◆ Actions to take
1/ In the FASD news story, at how many weeks into her pregnancy did Hellen Fernie find out she was pregnant?
2/ Extend the FASD news story, picking up right after its final sentence.

I quit drinking when I learned about baby – but damage was done

Today marks foetal alcohol spectrum disorder's 20th global awareness day.

Hellen Fernie wants more support for mums. <strong>STV</strong>
Hellen Fernie wants more support for mums. STV

Hellen Fernie stopped drinking as soon as she learned she was pregnant – but at 21 weeks the damage was already done.

Her 14-year-old son, born despite Hellen being told she couldn’t have children, was diagnosed with foetal alcohol spectrum disorder (FASD) last year.

It can cause hyperactivity, learning difficulties and growth problems and occurs when alcohol in the mother’s blood passes to her baby through the placenta.

Today marks the syndrome’s 20th global awareness day and Hellen is determined to stamp out the stigma faced by birth mothers of children with FASD.


Hellen told STV News: “I was in a bad place, I was drinking… I found out I was pregnant at 21 weeks. I stopped drinking as soon as I found out, but obviously the damage was done.

◆ Natural-language object grounding data
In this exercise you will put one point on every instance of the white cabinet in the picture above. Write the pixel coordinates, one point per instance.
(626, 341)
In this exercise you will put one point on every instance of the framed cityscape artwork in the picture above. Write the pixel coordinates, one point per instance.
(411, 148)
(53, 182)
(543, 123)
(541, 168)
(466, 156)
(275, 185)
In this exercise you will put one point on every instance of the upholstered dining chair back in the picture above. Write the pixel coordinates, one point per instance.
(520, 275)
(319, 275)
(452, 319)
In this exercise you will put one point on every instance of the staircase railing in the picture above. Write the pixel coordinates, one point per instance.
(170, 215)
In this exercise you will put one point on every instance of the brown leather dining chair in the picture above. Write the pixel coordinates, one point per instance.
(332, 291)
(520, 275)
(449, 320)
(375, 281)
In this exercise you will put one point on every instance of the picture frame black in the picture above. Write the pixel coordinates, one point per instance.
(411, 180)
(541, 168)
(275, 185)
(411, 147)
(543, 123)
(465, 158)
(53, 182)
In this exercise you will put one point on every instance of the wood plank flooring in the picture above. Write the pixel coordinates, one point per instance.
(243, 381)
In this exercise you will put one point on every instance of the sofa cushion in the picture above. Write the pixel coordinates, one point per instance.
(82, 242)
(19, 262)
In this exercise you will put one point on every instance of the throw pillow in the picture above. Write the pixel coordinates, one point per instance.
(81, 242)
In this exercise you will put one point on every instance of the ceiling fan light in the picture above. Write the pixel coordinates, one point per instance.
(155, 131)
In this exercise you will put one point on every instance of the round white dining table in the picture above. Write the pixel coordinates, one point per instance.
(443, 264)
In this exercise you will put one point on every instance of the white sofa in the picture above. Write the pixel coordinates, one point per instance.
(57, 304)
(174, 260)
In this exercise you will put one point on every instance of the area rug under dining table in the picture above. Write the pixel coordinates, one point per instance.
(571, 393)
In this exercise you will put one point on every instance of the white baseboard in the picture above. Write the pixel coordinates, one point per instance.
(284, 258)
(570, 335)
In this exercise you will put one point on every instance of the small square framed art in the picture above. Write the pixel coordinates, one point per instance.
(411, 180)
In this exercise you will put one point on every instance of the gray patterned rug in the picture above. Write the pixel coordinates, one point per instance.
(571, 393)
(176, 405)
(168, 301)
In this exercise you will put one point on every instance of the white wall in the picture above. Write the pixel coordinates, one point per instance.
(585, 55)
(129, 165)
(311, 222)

◆ Per-task outputs
1/ At 21 weeks.

2/
“A lot of FASD kids lash out with the frustration because of the way their brain works, it’s not like our brain, it’s like spaghetti junction. They can get psychosis behaviours, I was at the stage that I was getting assaulted on a regular basis.

“I want the birth mums to come out of the shadows, for the best interest of their children, to give them what they need.

“Don’t be ashamed – you’re human, you made a mistake, we’re all human. But it’s what you learn from that mistake, it’s how you change it.”


Ailsa Clarke adopted her six-year-old son when he was a baby. He has just started school and is doing well.

But she worries about what the future holds for her son and others living with FASD.

Ailsa, who has taken a career break from teaching to focus on her son, said: “It’s a combination of anger, worry, in fact extreme anxiety, because the more you read about it, the more you realise that if you don’t get early diagnosis, the secondary disabilities are crippling and potentially life-ending.

“It can end in suicide or prison or homelessness, or drug and alcohol addiction, and the cycle going round again.

Ailsa Clarke worries about her adopted son’s future. STV

“The behaviours overlap with loads of different conditions. This is neurological – this is brain damage, this is a brain injury.”

FASD is thought to be four times more common than autism – but it’s believed to be drastically under-diagnosed.

Earlier this year Adoption UK set up its FASD Hub, offering support and advice about the condition for adoptive families in Scotland.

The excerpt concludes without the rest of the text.